--- Instructions for the task ---
Reproduce the listing exactly and skip over any pictures.

--- Input records ---
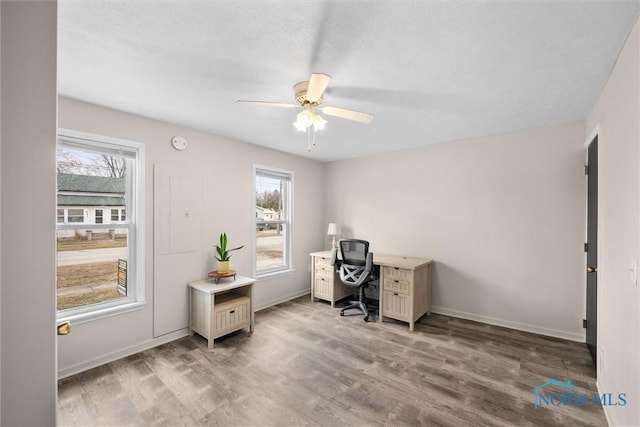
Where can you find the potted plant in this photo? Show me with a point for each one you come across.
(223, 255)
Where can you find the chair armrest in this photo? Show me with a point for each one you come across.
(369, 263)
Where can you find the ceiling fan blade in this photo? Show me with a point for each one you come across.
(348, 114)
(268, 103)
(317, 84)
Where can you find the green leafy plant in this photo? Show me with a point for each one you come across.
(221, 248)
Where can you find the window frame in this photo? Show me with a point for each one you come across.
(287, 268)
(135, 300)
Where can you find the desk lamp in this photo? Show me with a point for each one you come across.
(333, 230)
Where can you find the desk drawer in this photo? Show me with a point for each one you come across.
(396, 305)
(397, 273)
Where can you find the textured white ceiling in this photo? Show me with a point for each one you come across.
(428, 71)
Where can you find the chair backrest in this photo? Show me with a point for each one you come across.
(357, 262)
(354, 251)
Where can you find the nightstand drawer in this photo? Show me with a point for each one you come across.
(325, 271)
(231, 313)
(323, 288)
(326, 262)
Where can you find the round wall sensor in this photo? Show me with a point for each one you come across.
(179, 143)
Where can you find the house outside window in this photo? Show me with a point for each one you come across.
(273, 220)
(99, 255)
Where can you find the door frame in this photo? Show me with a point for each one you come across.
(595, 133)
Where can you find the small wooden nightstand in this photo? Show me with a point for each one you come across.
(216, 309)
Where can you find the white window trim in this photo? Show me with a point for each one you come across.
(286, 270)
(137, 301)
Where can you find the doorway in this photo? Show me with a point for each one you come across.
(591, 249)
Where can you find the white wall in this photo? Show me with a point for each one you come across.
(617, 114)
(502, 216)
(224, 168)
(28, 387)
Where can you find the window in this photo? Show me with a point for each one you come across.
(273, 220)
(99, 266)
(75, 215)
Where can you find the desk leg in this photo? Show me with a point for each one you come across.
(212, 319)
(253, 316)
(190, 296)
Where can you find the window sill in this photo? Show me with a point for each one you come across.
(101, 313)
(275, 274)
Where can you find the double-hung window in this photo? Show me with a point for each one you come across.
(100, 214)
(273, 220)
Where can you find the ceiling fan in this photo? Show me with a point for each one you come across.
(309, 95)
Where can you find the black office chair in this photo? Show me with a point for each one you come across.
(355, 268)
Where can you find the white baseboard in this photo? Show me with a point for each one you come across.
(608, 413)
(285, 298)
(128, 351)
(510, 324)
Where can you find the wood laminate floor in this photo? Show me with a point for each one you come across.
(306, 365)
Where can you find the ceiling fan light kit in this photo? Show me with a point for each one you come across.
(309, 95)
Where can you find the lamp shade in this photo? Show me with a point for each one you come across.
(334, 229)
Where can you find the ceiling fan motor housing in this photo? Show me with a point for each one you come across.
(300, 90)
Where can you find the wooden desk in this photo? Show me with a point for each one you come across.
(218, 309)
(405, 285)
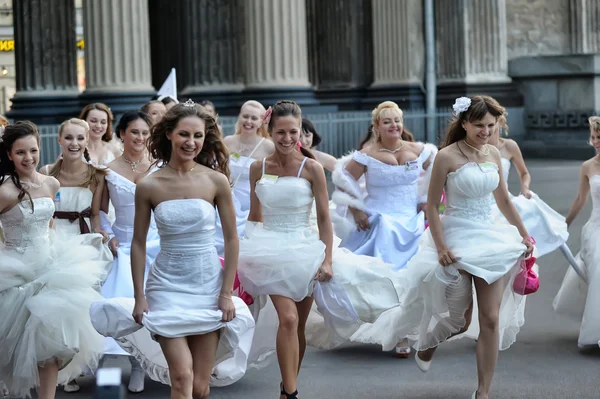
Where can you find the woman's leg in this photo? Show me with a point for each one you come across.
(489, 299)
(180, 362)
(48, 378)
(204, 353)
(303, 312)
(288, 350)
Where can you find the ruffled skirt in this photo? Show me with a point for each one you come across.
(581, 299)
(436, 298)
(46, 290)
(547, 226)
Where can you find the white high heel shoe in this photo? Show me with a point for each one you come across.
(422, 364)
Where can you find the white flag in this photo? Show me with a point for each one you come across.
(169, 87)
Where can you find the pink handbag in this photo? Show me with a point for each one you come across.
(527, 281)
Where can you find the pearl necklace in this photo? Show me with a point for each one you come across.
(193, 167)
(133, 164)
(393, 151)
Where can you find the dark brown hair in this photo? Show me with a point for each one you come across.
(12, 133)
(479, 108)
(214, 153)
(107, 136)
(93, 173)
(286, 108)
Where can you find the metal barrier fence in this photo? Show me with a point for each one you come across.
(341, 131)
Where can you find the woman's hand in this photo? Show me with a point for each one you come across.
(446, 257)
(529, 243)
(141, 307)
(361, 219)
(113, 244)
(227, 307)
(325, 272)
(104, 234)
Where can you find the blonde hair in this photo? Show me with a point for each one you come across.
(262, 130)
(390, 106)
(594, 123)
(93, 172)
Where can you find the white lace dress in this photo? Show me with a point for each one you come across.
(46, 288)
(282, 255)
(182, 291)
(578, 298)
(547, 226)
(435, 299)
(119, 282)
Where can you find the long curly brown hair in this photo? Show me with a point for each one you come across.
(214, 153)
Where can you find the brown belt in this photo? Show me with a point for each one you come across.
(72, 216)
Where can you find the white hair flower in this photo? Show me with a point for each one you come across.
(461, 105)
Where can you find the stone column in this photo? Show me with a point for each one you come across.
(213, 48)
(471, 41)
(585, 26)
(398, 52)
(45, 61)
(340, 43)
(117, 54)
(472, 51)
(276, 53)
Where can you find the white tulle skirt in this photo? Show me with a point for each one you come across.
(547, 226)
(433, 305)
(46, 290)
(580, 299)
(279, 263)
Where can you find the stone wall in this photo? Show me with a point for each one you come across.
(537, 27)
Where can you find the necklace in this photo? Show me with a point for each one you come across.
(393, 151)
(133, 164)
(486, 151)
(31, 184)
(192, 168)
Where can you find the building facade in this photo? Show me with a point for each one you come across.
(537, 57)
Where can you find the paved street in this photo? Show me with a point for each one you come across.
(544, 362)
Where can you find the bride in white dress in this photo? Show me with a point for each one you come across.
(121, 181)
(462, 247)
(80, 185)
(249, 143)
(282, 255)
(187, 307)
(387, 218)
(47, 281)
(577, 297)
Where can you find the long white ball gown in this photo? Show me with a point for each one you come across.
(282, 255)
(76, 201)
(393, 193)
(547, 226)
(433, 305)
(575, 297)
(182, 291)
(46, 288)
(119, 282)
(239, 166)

--- In response ---
Where can you find the potted plant in this photo? Show me with a point for each one you come across.
(223, 255)
Where can you find the chair armrest in this photo? Show me with a point for each one you come across.
(369, 263)
Where can you find the ceiling fan blade in this photo? Show me with a point for each one you come across.
(348, 114)
(268, 103)
(317, 84)
Where can you find the green leafy plant in this photo? Show me with a point for each one you come across.
(221, 248)
Where can you find the window frame in this photo? Show me with a point for each one you come across.
(287, 268)
(135, 300)
Where can you find the desk lamp in this photo? Show me with a point for each one you come across.
(333, 230)
Where can you find the desk drawer in this photo? Show me with a point for each one you come across.
(396, 305)
(397, 273)
Where can you find the textured white ceiling in this photo? Show me with a point for each one you come across.
(428, 71)
Where can you find the chair backrest in this photo? Show me with a point for each one you come across.
(357, 262)
(354, 251)
Where can you find the nightstand drawer in this photo? Show me with a point for each one you come across.
(325, 271)
(231, 313)
(323, 288)
(326, 262)
Where can you find the round wall sensor in this photo? Show me with a point for each one you come across.
(179, 143)
Where can you find the house outside window in this photo? Show me with a point for each one you come across.
(273, 220)
(99, 255)
Where can you find the door frame in this photo? Show me with a point for each one you come across.
(595, 133)
Where can you find the small wooden nightstand in this photo? Show me with a point for each one you come across.
(216, 309)
Where can you find the white window trim in this photo? Show me with a point for each one you come across.
(286, 270)
(137, 301)
Where can you find the doorway in this photo? Show me with a point for each one you come across.
(591, 249)
Where can you find the white wall in this photo? Show me with a point for each one you come across.
(617, 114)
(502, 216)
(224, 168)
(28, 387)
Where can you find the window in this photo? Show me with a point for each one you come across.
(273, 220)
(99, 266)
(75, 215)
Where can you find the desk leg in this photo? Show me with a point for each one you come across.
(212, 319)
(253, 316)
(190, 296)
Where can you find the window sill in this photo? Show me with a point for each one you come across.
(101, 313)
(275, 274)
Where can you find the double-hung window in this photo? Show me with a point for each one you come across.
(100, 214)
(273, 220)
Where can you find the ceiling fan in this photo? Show me with a point for each one you come across.
(309, 95)
Where can you find the black office chair in this photo? Show me with a point for each one you come across.
(355, 268)
Where can you find the white baseboard in this photo? Show me with a point for each one you come across.
(608, 413)
(285, 298)
(128, 351)
(510, 324)
Where can you find the wood laminate floor in this photo? Show me with a point for each one you come across.
(306, 365)
Where can you find the ceiling fan light kit in this photo? Show me with a point for each one you come across.
(309, 95)
Where can you find the lamp shade in this photo? Show me with a point for each one you come across.
(334, 229)
Where can you find the ceiling fan motor housing in this photo? Show me with a point for each one you come across.
(300, 90)
Where can you find the wooden desk in this photo? Show me with a point for each one you come across.
(218, 309)
(405, 285)
Where can you find the woman's leg in this photo? Show me with a point for each one you come across.
(489, 299)
(180, 362)
(48, 378)
(204, 353)
(303, 312)
(288, 350)
Where can you find the ruffled skirt in this photo? Show me with a point for each one you come across.
(581, 299)
(436, 298)
(46, 290)
(547, 226)
Where can you find the white high heel shoe in this photo? Show me with a point for each one you come across.
(422, 364)
Where can you find the white flag in this photo? Show me with a point for each one you come across.
(169, 87)
Where can you find the pink handbag in this photo? Show me with a point for each one you come across.
(527, 281)
Where can you find the pearl necklace in this photo? Show me with a point for each one you come across.
(193, 167)
(133, 164)
(393, 151)
Where can you find the dark brown hair in this photo? Show me with a point for each one you come across.
(12, 133)
(479, 108)
(214, 153)
(107, 136)
(93, 173)
(286, 108)
Where can you find the metal barrier fence in this photo? Show me with a point for each one you come across.
(341, 131)
Where can you find the woman's hand in this photo? Show me with a point for each one you come across.
(446, 257)
(529, 243)
(141, 307)
(361, 219)
(113, 244)
(227, 307)
(325, 272)
(104, 234)
Where can you find the blonde hair in this photo? Show me with a point for each one you come across.
(262, 130)
(390, 106)
(594, 123)
(93, 172)
Where can you find the white lace dress in this photo? Show me with a point for each one you come across.
(46, 288)
(282, 255)
(182, 291)
(578, 298)
(547, 226)
(435, 299)
(119, 282)
Where can you find the long curly brown hair in this photo? Show me with a point for each one you come across.
(214, 153)
Where can you find the brown belt in this photo? Show me with a point for each one you come across.
(72, 216)
Where can you find the white hair flower in this photo? Show me with a point for each one you come across.
(461, 105)
Where can you find the stone column in this photo? Show me with a point for each one you come across.
(213, 48)
(471, 41)
(585, 26)
(398, 52)
(45, 61)
(340, 43)
(117, 54)
(472, 51)
(276, 53)
Where can you find the white tulle skirt in this photo? Show me with a point for each one you come across.
(547, 226)
(433, 305)
(46, 290)
(580, 299)
(279, 263)
Where can you find the stone wall in this photo? Show me with a point for each one you come across.
(537, 27)
Where can you find the necklace in this photo? Show me with a point for each one you come across.
(393, 151)
(133, 164)
(486, 151)
(31, 184)
(192, 168)
Where can you find the building facade in this photo? Show me with a point for each one you come across.
(537, 57)
Where can you find the paved street in this photo? Show me with a point for each one you come across.
(544, 362)
Where can you find the bride in white dress in this photo? Show me with a point for each one you come across.
(121, 181)
(462, 247)
(80, 185)
(249, 143)
(282, 255)
(187, 307)
(387, 218)
(47, 281)
(577, 297)
Where can you find the long white ball gown in this photo? Show me with a point for each one you come across.
(282, 255)
(76, 201)
(393, 193)
(547, 226)
(433, 305)
(575, 297)
(182, 291)
(46, 288)
(119, 282)
(239, 166)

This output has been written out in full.